▶ _Exercise_:
Go through the entries one line at a time, and gather every line that has the word "woman".

▶ _Material for this exercise_:
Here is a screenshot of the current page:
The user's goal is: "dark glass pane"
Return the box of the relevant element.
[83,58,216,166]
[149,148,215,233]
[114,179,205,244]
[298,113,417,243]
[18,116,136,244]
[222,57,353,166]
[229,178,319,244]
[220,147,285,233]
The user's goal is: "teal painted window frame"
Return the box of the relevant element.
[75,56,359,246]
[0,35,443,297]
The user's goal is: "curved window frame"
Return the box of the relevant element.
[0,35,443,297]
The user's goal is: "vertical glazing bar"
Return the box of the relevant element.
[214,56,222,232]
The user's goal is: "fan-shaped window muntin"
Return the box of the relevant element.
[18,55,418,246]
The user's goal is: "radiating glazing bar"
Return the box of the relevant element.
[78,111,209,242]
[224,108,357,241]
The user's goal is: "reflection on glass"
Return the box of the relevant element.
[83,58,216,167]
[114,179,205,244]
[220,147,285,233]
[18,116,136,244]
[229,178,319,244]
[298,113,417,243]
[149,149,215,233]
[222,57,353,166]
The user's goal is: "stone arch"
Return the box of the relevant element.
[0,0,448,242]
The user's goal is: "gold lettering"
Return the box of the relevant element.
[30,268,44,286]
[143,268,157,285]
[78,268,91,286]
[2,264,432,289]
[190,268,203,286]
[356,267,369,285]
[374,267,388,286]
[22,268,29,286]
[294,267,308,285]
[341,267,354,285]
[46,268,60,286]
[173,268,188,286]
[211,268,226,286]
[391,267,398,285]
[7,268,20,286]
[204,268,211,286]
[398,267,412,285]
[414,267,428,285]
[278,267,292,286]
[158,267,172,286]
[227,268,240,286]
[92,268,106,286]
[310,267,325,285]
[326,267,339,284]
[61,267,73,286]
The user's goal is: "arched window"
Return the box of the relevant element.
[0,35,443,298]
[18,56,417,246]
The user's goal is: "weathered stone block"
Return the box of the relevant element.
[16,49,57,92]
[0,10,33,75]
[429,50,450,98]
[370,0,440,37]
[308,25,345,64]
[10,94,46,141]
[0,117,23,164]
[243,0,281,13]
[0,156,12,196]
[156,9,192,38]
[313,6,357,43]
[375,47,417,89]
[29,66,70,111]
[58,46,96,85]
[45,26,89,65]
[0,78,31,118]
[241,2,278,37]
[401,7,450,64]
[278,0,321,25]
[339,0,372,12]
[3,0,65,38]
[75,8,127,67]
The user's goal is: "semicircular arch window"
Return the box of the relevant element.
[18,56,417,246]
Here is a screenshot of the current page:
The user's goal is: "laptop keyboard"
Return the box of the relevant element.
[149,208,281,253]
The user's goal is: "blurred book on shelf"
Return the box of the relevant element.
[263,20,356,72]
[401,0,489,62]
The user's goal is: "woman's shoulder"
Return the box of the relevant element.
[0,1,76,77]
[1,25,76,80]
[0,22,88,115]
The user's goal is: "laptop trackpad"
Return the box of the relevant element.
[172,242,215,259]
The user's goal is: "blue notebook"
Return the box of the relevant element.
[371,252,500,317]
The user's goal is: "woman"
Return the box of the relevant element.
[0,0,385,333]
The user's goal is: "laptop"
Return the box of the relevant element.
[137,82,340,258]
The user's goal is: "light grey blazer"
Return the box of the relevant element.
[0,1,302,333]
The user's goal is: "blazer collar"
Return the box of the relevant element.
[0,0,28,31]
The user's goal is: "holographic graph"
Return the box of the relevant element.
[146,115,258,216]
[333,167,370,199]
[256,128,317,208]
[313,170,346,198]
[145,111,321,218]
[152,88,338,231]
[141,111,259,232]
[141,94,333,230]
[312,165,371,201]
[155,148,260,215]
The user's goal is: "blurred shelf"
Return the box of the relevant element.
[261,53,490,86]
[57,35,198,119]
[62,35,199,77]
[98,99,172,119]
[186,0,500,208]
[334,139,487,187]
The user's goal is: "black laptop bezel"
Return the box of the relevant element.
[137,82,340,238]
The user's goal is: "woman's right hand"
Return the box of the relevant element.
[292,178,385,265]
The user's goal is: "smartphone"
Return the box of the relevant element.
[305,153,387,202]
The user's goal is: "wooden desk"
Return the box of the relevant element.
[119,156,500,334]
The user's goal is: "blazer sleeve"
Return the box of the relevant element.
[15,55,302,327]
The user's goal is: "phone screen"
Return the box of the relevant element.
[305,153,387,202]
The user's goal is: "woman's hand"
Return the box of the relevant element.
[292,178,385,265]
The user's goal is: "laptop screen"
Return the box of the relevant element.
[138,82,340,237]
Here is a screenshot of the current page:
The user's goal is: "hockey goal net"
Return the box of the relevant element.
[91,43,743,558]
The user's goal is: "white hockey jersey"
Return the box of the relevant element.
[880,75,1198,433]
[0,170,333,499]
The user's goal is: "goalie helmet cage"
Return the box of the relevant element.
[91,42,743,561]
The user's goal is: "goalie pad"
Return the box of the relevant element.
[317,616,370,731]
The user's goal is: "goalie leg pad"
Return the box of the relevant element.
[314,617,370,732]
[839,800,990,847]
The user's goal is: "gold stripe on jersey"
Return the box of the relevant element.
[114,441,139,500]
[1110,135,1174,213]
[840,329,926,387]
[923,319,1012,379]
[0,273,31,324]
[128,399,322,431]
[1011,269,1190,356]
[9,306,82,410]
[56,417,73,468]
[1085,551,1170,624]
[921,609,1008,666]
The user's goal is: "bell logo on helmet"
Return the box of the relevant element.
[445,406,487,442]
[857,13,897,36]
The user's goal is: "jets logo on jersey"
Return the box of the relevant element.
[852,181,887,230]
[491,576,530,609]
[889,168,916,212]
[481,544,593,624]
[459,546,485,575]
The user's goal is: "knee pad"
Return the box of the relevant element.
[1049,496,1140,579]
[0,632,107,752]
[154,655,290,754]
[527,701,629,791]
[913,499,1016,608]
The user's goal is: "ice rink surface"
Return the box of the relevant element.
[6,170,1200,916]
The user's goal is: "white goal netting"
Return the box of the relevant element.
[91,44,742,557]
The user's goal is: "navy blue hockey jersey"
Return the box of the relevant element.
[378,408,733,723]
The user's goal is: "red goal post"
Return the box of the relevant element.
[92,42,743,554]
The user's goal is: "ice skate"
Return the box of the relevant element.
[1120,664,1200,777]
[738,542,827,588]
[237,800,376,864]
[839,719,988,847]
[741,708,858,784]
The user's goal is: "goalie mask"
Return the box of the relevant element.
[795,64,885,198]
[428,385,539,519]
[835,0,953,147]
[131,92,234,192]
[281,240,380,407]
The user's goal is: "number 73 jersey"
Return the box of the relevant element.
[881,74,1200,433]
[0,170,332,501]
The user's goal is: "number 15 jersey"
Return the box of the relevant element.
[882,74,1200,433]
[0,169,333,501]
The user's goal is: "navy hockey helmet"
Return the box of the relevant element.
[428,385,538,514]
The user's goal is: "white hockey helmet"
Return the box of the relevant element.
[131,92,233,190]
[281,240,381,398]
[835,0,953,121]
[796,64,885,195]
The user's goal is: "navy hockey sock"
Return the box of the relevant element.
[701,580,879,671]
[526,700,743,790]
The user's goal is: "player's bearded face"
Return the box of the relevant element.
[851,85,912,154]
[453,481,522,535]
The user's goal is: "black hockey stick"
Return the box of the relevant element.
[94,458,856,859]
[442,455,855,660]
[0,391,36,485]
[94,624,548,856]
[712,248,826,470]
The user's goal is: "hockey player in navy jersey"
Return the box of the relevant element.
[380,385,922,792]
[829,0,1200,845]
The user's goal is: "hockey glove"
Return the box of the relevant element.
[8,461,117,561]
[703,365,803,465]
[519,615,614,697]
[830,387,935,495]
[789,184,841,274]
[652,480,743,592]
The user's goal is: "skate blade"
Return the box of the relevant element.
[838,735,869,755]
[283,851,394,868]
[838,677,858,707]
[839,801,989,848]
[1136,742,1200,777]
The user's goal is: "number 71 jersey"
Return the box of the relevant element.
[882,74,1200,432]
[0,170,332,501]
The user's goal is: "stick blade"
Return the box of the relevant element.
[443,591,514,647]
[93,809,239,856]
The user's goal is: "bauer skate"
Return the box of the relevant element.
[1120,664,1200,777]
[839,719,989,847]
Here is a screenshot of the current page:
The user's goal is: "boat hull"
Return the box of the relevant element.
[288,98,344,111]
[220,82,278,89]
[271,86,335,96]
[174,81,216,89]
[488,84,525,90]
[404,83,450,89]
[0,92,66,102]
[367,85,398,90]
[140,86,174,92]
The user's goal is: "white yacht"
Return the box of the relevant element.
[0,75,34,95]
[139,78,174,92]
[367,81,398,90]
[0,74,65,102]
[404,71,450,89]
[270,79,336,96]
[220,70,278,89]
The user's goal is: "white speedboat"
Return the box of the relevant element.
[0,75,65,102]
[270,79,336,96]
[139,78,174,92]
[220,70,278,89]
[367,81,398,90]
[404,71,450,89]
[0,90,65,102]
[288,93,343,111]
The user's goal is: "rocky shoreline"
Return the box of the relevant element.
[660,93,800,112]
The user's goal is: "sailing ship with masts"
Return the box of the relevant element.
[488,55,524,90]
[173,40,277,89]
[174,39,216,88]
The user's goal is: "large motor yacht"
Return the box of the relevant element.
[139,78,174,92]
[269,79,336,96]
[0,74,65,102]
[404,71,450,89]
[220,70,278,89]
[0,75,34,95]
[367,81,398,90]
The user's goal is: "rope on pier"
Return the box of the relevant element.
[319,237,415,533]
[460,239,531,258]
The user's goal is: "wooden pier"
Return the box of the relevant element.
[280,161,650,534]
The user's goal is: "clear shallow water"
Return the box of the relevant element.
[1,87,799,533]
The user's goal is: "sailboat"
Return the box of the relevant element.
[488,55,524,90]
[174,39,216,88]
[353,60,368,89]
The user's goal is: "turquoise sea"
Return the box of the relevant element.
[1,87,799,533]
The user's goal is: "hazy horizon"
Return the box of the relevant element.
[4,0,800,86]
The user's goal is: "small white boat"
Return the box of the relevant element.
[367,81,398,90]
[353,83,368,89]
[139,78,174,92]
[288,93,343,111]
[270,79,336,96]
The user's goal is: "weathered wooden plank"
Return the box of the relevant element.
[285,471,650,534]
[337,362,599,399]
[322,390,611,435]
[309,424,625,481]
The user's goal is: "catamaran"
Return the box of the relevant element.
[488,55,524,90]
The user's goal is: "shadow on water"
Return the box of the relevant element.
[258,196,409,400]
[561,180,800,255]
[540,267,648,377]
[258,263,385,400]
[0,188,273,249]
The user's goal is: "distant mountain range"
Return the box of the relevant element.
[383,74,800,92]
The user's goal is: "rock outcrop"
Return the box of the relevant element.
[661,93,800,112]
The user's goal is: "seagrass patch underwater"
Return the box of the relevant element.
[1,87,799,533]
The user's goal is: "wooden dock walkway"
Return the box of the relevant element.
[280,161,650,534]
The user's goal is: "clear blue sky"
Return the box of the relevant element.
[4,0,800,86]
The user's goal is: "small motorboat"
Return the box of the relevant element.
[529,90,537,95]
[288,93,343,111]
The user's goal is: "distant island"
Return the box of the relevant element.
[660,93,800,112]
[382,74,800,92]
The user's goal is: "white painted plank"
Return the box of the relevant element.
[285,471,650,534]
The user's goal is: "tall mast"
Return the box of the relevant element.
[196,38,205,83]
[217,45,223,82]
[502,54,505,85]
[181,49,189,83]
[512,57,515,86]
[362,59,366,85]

▶ _Answer below_:
The user's goal is: "woman's shoulder"
The user's goal is: "woman"
The user's goal is: "woman's right hand"
The user's goal is: "woman's hand"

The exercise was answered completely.